Text provided.
▬▬▬▬▬▬
The sum function \(f\) is continuous and differentiable on \(]x_0-R,x_0+R[\). Moreover, the derivative \(f'(x)\) can be calculated by differentiating the sum function term by term: \[ f'(x)=\sum_{k=1}^{\infty}kc_k(x-x_0)^{k-1}. \] Note. The constant term \(c_0\) disappears and the series starts with \(k=1\). The differentiated series converges in the same interval \(x\in \, ]x_0-R,x_0+R[\); this may sound a bit surprising because of the extra coefficient \(k\).

Example

Find the sum function of the power series \(1+2x+3x^2+4x^3+\dots\)

This series is obtained by differentiating termwise the geometric series (with \(q=x\)). Therefore, \begin{align} 1+2x+3x^2+4x^3+\dots &= D(1+x+x^2+x^3+x^4+\dots ) \\ &= \frac{d}{dx}\left( \frac{1}{1-x}\right) = \frac{1}{(1-x)^2}. \end{align} Multiplying with \(x\) we obtain \[ \sum_{k=1}^{\infty}kx^{k} = x+2x^2+3x^3+4x^4+\dots = \frac{x}{(1-x)^2}, \] which is valid for \(|x|<1\).
▬▬▬▬▬▬
Data provided.
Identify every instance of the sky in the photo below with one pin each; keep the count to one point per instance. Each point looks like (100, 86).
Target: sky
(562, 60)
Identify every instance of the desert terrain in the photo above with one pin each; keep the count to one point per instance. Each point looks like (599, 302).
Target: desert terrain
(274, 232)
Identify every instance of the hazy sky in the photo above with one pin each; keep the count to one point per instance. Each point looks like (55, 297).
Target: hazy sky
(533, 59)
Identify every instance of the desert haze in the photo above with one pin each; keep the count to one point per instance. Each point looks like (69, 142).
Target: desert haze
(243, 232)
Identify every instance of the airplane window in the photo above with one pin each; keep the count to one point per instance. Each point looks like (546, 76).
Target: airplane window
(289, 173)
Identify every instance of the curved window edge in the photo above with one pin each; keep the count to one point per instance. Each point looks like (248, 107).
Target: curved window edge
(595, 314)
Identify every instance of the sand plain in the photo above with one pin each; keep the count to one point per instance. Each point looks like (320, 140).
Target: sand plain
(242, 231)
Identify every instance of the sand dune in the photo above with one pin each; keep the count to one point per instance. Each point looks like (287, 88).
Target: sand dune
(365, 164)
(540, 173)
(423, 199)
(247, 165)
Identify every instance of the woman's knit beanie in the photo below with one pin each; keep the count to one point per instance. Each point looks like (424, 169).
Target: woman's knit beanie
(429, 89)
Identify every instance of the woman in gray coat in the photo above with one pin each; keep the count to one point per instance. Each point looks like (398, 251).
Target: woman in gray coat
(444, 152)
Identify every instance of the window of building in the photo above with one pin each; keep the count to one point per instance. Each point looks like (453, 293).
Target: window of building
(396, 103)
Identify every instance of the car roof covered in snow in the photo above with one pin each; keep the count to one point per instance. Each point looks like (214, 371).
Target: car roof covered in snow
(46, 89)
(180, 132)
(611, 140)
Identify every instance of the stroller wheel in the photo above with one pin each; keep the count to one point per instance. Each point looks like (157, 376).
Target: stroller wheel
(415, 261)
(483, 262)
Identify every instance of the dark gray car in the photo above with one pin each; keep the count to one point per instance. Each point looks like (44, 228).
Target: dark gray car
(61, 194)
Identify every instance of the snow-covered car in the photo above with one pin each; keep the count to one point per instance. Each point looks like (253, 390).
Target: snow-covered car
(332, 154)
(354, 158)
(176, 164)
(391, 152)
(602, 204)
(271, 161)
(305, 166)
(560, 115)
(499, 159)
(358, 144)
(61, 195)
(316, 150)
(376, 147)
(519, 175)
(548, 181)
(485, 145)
▬▬▬▬▬▬
Directives.
(1) According to the power series excerpt, what is the sum function of the series 1 + 2x + 3x^2 + 4x^3 + …?
(2) Report each line of the listing that contains the word "hazy", with case counting.
The power series excerpt and the listing come from unrelated sources.

Answers provided.
(1) It is 1/(1 − x)^2.

(2)
Identify every instance of the hazy sky in the photo above with one pin each; keep the count to one point per instance. Each point looks like (55, 297).
Target: hazy sky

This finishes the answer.